» TESTO FORNITO
*****

Sebbene la personalizzazione del web sia un tema già ampiamente trattato, ho trovato questo studio particolarmente interessante in quanto solleva domande che spaziano dal marketing alla sociologia, esplora affascinanti temi di psicologia e fornisce strutturate argomentazioni.
Il concetto cardine su cui si basa l’opera è che nel web esistono filtri (o algoritmi) creati per stabilire chi siamo, cosa facciamo, cosa faremo e cosa vorremmo, sulla base della nostra “vita nella rete”. Il tutto per proporci un’esperienza di navigazione web a nostra misura, personalizzata appunto.

*****

» VOCI GREZZE
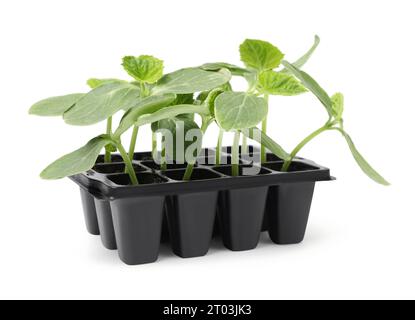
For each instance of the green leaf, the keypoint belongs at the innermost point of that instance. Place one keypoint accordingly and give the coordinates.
(239, 110)
(184, 99)
(144, 68)
(260, 55)
(260, 137)
(178, 127)
(55, 106)
(145, 106)
(215, 66)
(278, 83)
(338, 104)
(102, 102)
(191, 80)
(203, 95)
(303, 60)
(311, 85)
(95, 83)
(78, 161)
(363, 164)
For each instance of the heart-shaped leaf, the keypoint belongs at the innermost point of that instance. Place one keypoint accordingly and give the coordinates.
(55, 106)
(144, 68)
(191, 80)
(78, 161)
(260, 55)
(239, 110)
(102, 102)
(277, 83)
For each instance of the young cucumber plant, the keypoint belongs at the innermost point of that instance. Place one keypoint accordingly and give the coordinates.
(166, 102)
(334, 107)
(149, 99)
(261, 58)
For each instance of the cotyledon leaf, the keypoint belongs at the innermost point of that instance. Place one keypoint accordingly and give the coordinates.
(77, 161)
(102, 102)
(191, 80)
(55, 106)
(239, 110)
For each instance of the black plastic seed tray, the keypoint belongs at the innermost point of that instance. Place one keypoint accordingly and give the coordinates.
(133, 219)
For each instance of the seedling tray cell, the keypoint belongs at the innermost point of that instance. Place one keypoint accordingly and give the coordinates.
(135, 219)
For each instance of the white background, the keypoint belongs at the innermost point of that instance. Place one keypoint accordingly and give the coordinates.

*****

» CONSEGNA A
Nel testo sulla personalizzazione del web, in base a che cosa i filtri stabiliscono chi siamo e che cosa vorremmo?
» CONSEGNA B
Continua il testo sulla personalizzazione del web partendo dopo la sua ultima frase.

» RISPOSTA ATTESA A
In base alla nostra “vita nella rete”.

» RISPOSTA ATTESA B
La personalizzazione dell’informazione
Lo scrittore inizia la sua spiegazione citando i 57 indicatori usati da Google – dal luogo in cui siamo, al browser che usiamo fino al tipo ti ricerche che abbiamo fatto – per personalizzare i risultati delle nostre ricerche. Passa poi a Facebook, che, con l’algoritmo EdgeRank, decide quali post compariranno nelle nostre home page. O ancora, e più in generale, tutti i siti web, sopprattutto di informazione, che utilizzano cookies e beacon per customizzare le informazioni che ciascuno di noi visualizza.
Se tutto ciò servisse solamente per vendere pubblicità, sostiene Pariser, non sarebbe poi così grave. Diventerebbe una questione morale, se sia giusto o sbagliato permettere a degli algoritmi di stabilire cosa è più rilevante e cosa lo è meno per ciascuno di noi. A dire il vero, sono assunzioni già di per sè a mio avviso pericolose: quali occhiali dovremmo indossare per leggere le informazioni che ci vengono proposte? Chi pensano che noi siamo?
Internet viene infatti utilizzato sempre più per raccogliere informazioni, da quelle per decidere che prodotti acquistare, a quelle che determinano le nostre opinioni, politiche magari. Ed è su questo aspetto che si basa l’intera ricerca.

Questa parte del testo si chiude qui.